AIM OF THE TASK — Rewrite the lines from the one containing "the red neon" through the one containing "<point>752,319</point>", swapping each "marker" for "dot" and leaving everything else unchanged. Give back only those lines.

RAW RECORDS —
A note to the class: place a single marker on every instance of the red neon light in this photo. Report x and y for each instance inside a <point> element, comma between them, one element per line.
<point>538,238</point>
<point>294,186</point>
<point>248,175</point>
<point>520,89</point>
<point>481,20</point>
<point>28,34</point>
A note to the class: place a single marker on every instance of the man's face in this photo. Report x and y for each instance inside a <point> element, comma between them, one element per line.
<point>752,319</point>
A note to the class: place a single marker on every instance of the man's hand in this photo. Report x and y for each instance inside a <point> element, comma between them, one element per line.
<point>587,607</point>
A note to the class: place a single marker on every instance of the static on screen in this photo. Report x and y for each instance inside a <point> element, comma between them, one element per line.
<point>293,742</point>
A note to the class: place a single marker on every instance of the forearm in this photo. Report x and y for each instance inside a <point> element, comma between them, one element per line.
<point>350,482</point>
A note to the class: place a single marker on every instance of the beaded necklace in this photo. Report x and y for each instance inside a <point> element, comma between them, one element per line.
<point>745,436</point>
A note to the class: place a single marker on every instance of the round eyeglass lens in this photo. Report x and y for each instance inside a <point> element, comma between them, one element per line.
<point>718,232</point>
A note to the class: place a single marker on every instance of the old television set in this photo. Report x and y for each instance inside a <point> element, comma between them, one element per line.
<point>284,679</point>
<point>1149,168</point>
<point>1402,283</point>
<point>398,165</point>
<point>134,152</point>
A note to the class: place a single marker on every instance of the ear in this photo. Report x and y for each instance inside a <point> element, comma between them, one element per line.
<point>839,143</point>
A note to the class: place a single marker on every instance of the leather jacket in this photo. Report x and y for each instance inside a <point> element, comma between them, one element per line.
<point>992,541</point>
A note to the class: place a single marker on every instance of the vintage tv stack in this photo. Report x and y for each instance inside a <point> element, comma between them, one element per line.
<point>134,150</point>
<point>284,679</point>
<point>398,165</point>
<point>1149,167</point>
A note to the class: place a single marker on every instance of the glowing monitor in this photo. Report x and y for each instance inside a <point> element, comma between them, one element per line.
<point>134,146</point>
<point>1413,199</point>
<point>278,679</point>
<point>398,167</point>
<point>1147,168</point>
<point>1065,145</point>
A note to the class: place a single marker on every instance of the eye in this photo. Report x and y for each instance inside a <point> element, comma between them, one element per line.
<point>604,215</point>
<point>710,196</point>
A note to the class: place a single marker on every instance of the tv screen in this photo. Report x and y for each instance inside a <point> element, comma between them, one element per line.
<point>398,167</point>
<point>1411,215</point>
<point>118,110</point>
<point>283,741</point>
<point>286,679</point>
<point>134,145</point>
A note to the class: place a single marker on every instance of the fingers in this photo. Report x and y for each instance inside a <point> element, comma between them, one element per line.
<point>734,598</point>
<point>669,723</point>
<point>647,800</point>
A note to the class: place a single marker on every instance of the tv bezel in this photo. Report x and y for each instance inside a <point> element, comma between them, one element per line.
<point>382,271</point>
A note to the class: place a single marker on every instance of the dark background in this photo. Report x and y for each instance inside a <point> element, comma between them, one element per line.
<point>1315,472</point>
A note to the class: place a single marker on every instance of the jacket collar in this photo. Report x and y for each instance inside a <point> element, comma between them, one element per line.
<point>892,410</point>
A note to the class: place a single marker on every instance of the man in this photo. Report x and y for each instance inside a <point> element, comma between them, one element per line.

---

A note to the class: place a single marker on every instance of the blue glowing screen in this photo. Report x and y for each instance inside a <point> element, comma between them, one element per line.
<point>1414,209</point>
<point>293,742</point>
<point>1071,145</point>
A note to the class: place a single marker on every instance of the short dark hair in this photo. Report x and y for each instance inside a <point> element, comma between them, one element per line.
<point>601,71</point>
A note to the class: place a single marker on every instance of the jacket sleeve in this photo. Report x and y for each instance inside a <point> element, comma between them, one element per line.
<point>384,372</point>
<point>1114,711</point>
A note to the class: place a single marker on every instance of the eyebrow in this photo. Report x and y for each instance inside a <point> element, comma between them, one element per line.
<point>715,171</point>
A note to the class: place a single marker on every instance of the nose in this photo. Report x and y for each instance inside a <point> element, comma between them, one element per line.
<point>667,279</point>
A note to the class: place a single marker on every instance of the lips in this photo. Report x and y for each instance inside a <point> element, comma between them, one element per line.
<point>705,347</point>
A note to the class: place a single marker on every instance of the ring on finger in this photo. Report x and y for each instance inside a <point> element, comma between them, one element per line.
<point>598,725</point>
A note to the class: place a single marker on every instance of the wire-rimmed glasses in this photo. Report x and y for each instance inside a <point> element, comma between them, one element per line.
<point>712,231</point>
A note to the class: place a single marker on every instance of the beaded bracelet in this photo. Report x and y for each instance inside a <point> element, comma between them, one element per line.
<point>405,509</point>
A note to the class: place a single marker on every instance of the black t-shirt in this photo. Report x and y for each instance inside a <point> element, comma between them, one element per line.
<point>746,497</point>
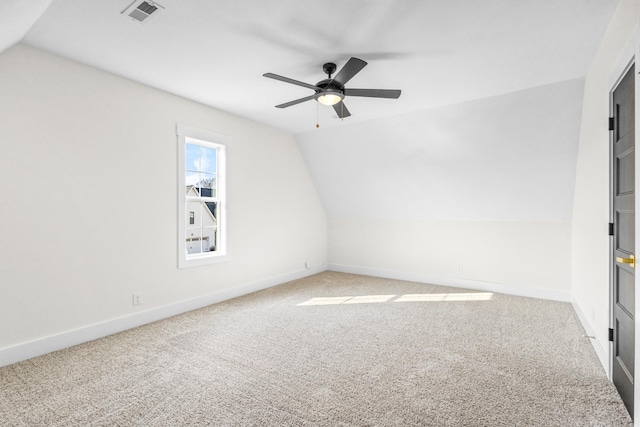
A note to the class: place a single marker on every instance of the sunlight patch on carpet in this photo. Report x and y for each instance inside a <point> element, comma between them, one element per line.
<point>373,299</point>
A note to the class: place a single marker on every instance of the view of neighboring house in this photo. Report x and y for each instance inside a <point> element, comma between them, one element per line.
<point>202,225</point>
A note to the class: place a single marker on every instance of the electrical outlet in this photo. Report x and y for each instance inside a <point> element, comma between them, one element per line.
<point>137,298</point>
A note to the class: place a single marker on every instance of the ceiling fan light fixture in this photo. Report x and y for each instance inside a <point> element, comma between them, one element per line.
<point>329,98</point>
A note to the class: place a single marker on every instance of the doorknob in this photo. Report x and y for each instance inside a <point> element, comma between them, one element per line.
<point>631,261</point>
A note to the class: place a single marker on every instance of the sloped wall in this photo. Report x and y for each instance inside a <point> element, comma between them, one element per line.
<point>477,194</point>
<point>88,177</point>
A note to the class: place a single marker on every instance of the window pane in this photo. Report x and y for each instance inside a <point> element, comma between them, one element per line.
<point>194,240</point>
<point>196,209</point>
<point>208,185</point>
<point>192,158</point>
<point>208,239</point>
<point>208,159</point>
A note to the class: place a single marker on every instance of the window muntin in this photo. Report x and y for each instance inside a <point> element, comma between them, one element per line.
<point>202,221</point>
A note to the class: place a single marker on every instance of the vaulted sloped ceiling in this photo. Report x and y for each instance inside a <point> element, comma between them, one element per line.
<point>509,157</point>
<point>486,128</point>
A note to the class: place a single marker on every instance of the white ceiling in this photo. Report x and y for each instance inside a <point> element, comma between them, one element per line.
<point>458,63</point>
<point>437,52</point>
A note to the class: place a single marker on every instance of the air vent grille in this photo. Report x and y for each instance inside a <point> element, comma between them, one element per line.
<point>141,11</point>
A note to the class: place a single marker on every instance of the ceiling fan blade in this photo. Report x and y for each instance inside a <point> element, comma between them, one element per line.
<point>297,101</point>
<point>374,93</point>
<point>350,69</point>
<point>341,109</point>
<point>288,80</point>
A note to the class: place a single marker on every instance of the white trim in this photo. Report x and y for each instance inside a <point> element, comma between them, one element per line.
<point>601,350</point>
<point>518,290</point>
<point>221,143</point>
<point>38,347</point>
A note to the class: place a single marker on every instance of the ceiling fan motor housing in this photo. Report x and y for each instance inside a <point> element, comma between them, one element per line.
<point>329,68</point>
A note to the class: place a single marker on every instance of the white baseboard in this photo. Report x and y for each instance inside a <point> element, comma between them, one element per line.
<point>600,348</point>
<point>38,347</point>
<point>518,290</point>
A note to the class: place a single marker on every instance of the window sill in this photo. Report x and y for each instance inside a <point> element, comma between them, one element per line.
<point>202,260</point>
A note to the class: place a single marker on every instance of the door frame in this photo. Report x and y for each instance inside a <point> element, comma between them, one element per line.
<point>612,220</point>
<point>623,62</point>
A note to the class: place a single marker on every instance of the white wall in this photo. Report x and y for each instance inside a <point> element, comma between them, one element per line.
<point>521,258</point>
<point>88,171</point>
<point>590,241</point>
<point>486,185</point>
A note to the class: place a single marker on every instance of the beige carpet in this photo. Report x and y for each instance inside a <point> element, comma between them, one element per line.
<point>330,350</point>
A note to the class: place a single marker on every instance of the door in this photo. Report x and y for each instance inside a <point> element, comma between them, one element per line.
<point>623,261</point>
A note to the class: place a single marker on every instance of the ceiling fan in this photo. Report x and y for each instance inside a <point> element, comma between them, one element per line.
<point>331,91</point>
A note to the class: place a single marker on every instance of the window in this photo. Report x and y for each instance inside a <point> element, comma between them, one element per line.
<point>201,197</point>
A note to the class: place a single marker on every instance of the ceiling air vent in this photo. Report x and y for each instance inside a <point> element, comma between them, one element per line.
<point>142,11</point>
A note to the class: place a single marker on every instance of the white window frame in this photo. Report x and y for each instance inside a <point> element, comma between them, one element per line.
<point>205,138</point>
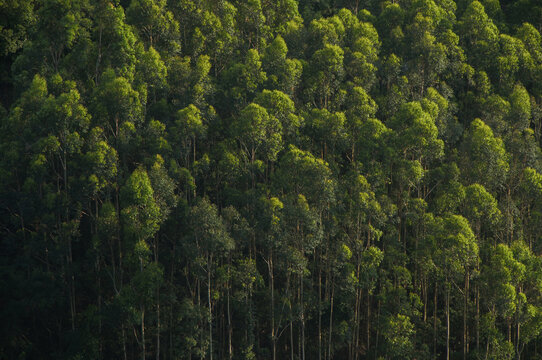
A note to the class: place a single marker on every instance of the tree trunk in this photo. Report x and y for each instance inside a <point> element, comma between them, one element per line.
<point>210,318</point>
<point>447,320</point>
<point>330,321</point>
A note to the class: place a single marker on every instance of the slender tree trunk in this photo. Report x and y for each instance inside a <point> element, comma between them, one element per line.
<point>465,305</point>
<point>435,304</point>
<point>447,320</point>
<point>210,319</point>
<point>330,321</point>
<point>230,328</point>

...

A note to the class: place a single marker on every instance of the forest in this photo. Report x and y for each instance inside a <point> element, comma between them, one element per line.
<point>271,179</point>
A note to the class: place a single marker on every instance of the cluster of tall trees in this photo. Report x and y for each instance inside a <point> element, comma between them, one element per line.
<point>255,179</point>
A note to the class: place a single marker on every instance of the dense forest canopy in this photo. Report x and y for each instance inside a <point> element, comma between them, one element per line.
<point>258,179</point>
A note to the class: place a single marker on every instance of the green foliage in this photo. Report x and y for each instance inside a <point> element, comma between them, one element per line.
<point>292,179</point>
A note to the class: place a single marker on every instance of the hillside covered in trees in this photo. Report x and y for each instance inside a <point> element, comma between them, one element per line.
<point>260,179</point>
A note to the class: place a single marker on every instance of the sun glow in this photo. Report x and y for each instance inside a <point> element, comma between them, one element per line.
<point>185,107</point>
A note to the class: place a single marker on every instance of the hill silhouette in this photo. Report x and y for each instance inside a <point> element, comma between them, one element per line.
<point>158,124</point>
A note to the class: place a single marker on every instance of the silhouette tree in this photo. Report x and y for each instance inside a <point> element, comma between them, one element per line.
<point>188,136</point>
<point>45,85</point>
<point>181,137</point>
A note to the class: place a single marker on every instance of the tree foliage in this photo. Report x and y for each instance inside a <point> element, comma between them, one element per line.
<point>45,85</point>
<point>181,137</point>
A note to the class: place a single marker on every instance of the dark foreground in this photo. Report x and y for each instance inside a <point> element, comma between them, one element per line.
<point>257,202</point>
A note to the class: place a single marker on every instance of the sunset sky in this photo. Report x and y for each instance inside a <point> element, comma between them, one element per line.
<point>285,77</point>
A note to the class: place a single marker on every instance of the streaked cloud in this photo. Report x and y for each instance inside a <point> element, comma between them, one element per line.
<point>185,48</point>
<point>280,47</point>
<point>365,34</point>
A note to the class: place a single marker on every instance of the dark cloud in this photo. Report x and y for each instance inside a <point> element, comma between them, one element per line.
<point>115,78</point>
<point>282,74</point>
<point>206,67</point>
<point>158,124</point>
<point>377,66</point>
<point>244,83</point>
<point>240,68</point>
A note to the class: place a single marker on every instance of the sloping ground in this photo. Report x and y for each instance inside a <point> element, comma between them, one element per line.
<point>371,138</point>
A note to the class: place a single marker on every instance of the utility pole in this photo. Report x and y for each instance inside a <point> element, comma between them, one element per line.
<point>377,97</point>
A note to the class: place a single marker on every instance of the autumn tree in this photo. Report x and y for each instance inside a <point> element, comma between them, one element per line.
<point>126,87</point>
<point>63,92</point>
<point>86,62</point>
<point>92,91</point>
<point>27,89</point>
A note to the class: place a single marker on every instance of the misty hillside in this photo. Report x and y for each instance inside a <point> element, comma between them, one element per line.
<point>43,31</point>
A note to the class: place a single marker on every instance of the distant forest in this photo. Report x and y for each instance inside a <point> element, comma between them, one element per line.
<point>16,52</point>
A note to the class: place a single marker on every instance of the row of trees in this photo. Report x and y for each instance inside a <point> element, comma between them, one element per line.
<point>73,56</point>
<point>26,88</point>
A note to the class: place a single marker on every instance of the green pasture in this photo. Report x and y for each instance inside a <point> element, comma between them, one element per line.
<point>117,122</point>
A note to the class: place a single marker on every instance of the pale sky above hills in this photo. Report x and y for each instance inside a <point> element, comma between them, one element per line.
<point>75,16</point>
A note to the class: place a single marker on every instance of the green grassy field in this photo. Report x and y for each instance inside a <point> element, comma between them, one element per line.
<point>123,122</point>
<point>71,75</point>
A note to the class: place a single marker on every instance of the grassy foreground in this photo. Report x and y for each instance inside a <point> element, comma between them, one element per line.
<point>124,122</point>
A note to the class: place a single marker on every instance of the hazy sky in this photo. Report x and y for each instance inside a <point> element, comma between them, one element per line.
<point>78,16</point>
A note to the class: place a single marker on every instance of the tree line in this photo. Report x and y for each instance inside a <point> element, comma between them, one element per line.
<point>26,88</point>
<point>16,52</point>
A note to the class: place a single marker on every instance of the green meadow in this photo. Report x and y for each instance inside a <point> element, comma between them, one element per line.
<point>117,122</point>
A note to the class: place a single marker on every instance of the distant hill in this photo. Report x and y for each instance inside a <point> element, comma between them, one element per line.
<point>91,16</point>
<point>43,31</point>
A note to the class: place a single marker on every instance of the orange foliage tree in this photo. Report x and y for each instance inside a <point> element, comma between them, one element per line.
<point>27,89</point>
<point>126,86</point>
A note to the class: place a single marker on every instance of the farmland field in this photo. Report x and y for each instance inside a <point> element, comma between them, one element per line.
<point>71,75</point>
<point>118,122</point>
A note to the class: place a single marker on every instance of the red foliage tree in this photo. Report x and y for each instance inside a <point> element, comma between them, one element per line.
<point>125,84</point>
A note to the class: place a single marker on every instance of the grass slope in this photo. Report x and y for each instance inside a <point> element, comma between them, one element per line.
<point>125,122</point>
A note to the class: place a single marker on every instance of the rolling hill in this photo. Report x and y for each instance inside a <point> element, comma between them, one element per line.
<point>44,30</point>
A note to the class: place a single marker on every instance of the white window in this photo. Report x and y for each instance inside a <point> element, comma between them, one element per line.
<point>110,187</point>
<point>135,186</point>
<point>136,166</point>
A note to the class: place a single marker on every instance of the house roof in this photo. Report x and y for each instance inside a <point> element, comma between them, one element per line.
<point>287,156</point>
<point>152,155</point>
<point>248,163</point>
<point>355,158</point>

FULL SOLUTION —
A note to the class: place a single dot on every instance of the red neon light in this photo. Report x and y for each instance inside a <point> element, comma between them, one element per line.
<point>538,238</point>
<point>294,186</point>
<point>248,175</point>
<point>520,89</point>
<point>481,20</point>
<point>28,34</point>
A note to the class: place a single dot on every instance of the man's face in this photo. Report x and y for each instance inside a <point> element, comma between them, one element per line.
<point>752,319</point>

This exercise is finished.